WHAT TO PRODUCE: Find every line in the listing below that contains the word "stone", and copy each of those lines.

MATERIAL FOR THE TASK:

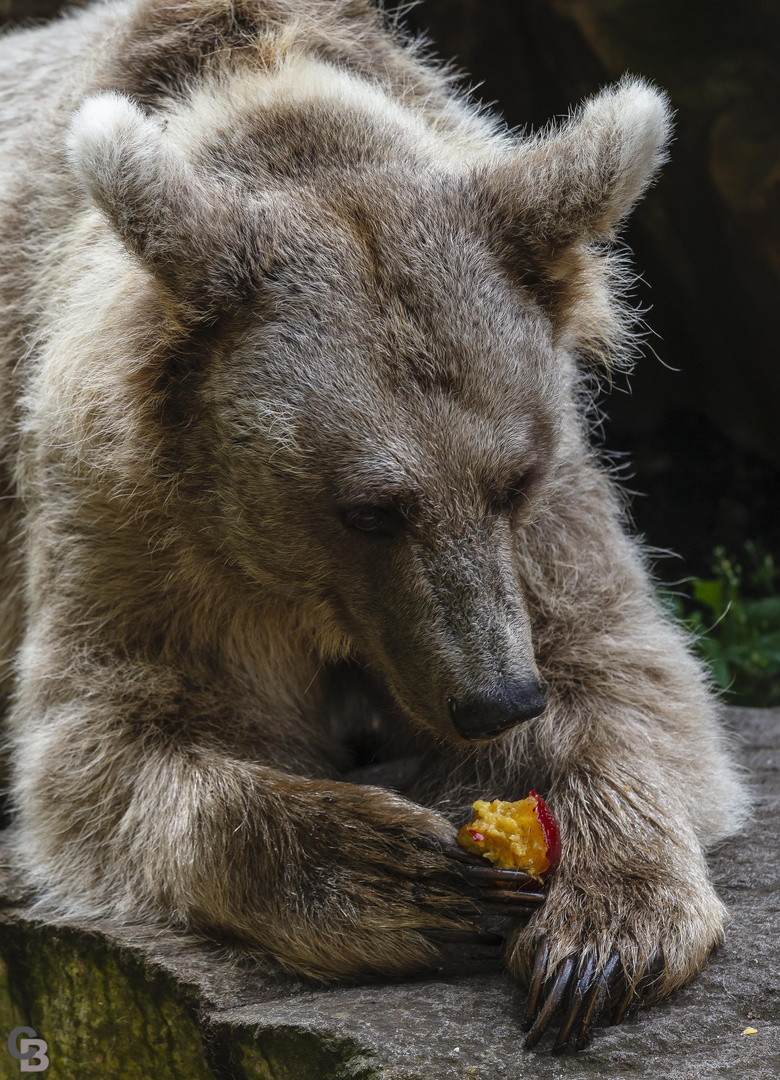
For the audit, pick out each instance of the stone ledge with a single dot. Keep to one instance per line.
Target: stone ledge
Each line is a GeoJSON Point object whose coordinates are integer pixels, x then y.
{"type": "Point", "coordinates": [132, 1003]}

* * *

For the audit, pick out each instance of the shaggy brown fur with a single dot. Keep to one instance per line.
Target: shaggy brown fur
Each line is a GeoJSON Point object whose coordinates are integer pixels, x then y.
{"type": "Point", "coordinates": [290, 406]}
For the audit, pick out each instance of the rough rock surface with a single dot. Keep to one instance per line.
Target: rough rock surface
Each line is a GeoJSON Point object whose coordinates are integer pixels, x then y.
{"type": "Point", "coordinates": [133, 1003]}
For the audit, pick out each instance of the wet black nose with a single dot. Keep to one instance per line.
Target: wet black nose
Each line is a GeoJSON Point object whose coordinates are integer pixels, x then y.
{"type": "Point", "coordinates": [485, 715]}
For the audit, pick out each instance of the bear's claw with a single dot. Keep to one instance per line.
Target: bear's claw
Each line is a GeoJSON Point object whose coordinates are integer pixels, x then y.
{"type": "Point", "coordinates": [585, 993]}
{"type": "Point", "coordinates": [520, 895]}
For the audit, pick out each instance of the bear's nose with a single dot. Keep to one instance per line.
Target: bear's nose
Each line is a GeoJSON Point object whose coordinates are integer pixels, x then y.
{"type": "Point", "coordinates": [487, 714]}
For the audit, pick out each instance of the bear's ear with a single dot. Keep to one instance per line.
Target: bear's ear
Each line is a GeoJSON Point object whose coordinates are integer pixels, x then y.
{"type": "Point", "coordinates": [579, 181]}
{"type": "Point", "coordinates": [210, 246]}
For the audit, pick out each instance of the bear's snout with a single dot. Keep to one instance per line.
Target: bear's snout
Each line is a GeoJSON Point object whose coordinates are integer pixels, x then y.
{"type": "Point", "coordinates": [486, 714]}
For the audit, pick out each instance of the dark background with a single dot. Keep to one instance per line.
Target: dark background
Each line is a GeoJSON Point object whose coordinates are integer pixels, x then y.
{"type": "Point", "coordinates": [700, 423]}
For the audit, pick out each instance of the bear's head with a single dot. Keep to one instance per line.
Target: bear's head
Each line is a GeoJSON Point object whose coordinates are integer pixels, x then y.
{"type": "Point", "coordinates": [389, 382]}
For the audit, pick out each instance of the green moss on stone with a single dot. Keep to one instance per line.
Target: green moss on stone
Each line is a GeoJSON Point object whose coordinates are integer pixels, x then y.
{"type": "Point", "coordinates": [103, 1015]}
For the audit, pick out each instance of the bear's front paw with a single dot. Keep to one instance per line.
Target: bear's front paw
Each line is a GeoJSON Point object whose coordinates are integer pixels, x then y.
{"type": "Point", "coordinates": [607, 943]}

--

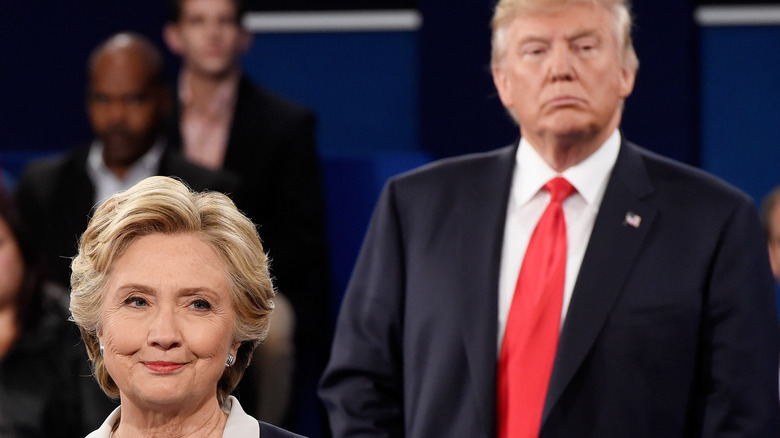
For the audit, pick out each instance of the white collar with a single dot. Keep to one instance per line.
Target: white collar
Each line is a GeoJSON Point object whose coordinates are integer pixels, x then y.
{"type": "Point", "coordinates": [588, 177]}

WRITTEN SOLUTION:
For the audit, pick out each instance of the stone ledge with a single dot. Keep to one instance per line.
Target: stone ledge
For the audit, pick out each instance of the green moss on stone with a single dot. Keep to one instance per line.
Target: green moss on stone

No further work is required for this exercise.